WHAT IS EXPECTED:
The required output is every record, written out exactly.

BEGIN

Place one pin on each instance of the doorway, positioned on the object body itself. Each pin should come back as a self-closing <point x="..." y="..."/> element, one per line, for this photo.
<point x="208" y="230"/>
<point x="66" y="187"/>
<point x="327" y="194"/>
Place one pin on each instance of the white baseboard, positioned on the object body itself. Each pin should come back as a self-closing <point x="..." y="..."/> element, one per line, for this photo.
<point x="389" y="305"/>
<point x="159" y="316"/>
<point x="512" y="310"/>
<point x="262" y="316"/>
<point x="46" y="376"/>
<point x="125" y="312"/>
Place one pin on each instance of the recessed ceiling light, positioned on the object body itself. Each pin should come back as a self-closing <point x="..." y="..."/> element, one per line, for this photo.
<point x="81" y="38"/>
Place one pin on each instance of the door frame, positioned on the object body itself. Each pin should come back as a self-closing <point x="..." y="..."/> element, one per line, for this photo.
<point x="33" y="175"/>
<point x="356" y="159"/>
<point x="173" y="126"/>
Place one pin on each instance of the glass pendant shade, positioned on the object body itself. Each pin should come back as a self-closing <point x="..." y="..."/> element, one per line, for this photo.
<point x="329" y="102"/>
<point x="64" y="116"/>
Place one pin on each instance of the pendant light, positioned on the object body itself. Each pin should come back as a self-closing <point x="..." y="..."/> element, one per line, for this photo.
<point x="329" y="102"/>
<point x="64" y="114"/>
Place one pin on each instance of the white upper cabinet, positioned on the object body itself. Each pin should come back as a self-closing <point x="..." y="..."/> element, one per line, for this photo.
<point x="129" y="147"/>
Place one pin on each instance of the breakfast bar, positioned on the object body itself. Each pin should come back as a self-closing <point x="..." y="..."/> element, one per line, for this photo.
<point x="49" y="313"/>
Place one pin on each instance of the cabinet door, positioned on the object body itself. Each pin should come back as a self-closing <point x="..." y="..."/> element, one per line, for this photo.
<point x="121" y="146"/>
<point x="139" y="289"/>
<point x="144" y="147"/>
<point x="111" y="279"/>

END

RESULT OF THIS TASK:
Place one pin on each instance of the doorway, positioned on the object body itself. Each pin should come back as a self-closing <point x="..." y="..."/> element, one per line, for this photo.
<point x="208" y="230"/>
<point x="66" y="187"/>
<point x="327" y="194"/>
Place one pin on each instance of the white baseboard, positioned on the object body itself. Each pin should come back as a self-closing <point x="..." y="..."/> element, one per line, for this photo.
<point x="389" y="305"/>
<point x="159" y="316"/>
<point x="512" y="310"/>
<point x="262" y="316"/>
<point x="46" y="376"/>
<point x="125" y="312"/>
Place one pin on each instance of the recessed ceiling light, positioned on the object body itself. Each pin should come back as a self-closing <point x="..." y="..."/> element, one per line, for this photo.
<point x="81" y="38"/>
Place one pin on each instance of the door frame, positioned on the object body itself. Each pin should come back as a self-closing <point x="..." y="..."/> element, one per line, for this photo.
<point x="33" y="175"/>
<point x="356" y="159"/>
<point x="173" y="126"/>
Place one pin on each instance of the glass pendant shade, positioned on the object body itself. Each pin should come back as a self-closing <point x="..." y="..."/> element, one per line, for this photo.
<point x="329" y="102"/>
<point x="64" y="116"/>
Place one pin on each instance of the pendant light, positioned on the object body itself. Each pin should come back as a self-closing <point x="..." y="..."/> element, one per line, for this photo.
<point x="329" y="102"/>
<point x="64" y="114"/>
Place one pin on each instance of the white upper cabinet, positioned on the object body itself. Each pin should come back as a self-closing <point x="..." y="..."/> element, one per line, for this photo.
<point x="129" y="147"/>
Place one pin on each instance of the breakfast bar, positioned on the object body itself. Each pin should come back as a self-closing <point x="..." y="..."/> element, one per line, for this photo.
<point x="49" y="313"/>
Place one pin on each instance of the cabinet door, positioned on the object body itself. Each pin should come back as a self-closing <point x="..." y="..."/> element, one per line, for this photo.
<point x="121" y="146"/>
<point x="139" y="289"/>
<point x="144" y="147"/>
<point x="111" y="279"/>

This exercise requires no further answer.